(Records excerpted from a collection)
###

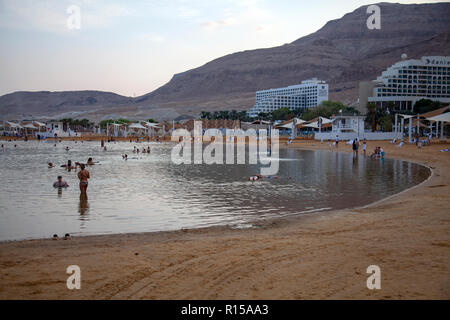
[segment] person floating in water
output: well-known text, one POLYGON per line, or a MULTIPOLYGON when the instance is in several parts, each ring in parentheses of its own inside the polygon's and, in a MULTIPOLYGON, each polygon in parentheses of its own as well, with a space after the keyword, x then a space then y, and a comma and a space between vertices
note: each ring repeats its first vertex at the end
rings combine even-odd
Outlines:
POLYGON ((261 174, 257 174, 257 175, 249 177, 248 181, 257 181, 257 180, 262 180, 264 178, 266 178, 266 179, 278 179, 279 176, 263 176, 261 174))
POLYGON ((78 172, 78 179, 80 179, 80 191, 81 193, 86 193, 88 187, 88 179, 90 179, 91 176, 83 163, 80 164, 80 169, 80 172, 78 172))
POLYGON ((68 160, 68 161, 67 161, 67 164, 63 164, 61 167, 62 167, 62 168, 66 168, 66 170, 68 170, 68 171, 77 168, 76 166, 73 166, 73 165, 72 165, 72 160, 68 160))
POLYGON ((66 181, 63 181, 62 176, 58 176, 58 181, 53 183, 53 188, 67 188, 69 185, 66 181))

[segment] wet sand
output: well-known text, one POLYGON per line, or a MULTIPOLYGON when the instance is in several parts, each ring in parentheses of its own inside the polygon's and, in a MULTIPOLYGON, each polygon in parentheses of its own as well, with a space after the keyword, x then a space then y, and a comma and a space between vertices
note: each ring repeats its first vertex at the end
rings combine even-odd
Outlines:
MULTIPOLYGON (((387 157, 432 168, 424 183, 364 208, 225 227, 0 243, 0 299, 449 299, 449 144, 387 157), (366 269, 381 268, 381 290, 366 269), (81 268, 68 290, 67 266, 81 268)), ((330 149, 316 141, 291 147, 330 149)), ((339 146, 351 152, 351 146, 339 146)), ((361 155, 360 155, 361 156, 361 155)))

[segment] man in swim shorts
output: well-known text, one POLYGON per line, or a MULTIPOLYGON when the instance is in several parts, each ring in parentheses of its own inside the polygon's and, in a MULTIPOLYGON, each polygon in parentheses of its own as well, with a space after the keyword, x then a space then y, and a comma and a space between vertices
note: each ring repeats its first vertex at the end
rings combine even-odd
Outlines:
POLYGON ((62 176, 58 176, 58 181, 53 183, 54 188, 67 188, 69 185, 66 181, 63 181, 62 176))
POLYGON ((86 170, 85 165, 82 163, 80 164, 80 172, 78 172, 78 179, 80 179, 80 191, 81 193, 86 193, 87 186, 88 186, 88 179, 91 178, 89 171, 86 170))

###

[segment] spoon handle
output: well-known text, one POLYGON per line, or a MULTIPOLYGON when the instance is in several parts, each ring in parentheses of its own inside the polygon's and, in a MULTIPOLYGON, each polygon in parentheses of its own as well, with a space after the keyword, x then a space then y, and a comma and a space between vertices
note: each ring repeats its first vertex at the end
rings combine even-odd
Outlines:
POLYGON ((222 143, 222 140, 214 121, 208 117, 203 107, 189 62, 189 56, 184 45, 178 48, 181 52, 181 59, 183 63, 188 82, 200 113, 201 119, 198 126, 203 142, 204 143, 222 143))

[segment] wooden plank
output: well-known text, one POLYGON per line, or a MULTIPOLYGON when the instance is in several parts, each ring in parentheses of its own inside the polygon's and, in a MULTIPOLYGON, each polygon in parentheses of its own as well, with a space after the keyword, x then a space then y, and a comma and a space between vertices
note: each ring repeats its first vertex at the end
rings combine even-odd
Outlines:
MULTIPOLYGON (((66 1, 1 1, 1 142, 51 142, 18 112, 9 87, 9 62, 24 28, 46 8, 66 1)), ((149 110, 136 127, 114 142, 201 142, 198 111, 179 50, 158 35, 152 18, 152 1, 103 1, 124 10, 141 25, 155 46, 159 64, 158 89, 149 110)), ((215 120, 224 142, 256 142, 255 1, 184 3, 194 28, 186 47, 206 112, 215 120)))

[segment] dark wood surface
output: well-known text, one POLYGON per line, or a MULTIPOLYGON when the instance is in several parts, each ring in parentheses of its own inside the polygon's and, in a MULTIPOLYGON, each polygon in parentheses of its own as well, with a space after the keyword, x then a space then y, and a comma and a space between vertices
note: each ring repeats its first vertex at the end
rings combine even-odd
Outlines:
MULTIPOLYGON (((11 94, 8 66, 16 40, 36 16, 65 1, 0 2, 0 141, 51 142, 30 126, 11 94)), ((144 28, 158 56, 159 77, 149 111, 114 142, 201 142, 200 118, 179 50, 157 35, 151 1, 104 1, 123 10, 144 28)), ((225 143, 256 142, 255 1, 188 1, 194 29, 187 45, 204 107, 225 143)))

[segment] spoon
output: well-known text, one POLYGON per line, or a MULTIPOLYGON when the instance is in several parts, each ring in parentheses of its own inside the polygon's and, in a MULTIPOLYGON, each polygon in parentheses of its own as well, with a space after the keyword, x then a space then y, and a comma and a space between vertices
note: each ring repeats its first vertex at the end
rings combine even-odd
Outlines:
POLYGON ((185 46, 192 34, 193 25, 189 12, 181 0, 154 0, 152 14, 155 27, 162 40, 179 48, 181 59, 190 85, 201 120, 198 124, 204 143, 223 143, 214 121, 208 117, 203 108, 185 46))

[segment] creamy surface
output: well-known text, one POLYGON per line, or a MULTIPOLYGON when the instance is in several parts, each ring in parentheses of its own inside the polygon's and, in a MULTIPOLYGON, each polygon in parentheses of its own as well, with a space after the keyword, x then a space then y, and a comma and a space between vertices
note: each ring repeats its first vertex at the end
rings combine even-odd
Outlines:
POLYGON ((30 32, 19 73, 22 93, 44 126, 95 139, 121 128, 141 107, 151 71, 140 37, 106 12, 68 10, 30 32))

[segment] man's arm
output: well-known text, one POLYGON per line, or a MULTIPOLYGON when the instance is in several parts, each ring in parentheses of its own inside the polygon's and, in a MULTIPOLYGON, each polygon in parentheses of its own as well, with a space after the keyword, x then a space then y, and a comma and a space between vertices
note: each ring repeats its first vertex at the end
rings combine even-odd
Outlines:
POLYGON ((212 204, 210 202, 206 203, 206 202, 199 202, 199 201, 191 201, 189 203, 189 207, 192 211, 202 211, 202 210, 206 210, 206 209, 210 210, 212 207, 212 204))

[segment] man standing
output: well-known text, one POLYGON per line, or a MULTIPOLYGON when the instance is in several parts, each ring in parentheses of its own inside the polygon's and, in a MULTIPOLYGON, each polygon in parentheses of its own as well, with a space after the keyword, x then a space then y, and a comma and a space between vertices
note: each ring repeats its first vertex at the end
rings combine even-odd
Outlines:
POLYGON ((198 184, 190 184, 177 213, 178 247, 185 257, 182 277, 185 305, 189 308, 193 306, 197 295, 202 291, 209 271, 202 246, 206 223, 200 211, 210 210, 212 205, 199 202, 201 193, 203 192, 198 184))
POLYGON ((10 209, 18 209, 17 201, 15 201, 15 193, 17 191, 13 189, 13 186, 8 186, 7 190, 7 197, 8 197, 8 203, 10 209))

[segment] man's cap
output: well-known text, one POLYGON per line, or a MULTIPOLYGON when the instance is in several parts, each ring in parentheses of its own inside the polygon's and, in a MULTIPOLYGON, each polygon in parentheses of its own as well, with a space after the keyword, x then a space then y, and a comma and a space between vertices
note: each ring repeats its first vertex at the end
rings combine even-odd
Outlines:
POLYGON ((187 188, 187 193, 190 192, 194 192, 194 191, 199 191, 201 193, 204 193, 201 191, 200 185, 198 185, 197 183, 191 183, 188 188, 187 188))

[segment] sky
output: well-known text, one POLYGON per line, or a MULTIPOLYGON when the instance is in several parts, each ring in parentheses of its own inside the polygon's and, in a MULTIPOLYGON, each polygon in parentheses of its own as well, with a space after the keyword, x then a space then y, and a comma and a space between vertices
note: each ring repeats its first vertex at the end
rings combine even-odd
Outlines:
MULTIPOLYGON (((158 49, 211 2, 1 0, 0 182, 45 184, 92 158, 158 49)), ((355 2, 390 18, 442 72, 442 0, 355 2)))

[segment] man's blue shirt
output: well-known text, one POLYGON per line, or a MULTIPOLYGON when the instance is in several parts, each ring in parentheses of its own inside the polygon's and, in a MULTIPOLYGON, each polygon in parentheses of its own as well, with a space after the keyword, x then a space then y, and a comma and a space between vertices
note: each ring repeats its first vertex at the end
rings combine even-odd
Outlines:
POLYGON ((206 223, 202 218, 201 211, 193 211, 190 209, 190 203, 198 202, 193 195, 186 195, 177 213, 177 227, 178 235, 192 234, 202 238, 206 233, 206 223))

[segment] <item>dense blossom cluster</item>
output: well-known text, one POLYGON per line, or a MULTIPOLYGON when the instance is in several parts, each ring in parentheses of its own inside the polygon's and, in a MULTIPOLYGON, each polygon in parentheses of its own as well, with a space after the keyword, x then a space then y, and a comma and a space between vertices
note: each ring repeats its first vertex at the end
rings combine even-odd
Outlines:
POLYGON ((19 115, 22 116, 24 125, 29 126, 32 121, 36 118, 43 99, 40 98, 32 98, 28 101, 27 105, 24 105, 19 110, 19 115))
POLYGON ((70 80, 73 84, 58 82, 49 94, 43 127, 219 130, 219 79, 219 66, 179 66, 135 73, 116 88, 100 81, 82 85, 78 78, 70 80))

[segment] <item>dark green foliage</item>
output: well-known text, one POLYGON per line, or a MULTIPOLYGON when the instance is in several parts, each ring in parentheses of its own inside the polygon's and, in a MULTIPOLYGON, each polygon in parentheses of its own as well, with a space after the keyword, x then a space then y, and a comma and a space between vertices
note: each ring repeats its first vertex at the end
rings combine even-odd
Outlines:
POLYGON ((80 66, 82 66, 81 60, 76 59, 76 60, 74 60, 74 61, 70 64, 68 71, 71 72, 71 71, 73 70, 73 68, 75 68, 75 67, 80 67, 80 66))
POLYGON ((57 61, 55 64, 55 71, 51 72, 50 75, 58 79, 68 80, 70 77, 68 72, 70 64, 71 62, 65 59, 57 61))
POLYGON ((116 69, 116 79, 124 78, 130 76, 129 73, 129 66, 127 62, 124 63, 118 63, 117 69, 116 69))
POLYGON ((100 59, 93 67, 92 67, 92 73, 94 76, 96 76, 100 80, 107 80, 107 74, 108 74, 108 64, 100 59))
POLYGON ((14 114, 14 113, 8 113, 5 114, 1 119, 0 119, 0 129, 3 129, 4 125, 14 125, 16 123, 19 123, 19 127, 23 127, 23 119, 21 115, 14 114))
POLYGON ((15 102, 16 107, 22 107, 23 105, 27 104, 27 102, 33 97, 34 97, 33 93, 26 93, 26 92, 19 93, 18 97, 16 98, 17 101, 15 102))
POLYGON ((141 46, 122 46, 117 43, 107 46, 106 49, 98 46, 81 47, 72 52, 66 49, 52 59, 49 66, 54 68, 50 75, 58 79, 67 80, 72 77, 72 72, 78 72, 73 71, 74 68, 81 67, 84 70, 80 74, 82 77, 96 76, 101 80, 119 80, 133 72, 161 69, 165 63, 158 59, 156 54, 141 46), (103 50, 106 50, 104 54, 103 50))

###

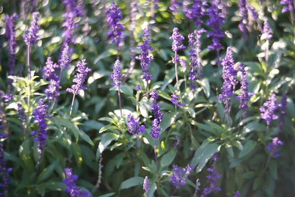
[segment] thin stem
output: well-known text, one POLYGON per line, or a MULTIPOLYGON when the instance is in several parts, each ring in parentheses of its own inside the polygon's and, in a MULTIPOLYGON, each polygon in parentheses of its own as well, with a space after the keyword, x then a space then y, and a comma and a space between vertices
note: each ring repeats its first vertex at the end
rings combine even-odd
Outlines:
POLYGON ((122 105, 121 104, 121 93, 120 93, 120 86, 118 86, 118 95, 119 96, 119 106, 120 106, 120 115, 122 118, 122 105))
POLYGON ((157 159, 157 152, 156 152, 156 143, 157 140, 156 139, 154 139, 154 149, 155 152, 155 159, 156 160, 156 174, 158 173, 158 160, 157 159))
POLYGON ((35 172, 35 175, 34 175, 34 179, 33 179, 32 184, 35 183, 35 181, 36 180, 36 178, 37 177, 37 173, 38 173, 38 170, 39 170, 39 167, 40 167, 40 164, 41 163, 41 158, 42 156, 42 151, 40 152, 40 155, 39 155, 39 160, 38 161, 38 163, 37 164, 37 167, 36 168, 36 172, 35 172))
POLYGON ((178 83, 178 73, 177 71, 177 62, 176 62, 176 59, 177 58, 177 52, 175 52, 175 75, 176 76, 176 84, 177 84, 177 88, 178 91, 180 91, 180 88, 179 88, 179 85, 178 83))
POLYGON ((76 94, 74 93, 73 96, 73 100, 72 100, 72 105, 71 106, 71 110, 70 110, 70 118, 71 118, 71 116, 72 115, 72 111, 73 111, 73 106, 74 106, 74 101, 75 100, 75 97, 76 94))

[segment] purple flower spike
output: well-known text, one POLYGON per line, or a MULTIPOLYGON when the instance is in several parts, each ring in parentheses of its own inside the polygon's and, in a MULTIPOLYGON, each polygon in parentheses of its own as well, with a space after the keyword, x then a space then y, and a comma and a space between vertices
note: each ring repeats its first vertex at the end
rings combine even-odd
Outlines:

###

Work to be completed
Identify and copy every line in the entries above that contains the string "item". Case counts.

Finished exercise
[segment] <item>dense blossom cluster</item>
[segment] <item>dark green foliage</item>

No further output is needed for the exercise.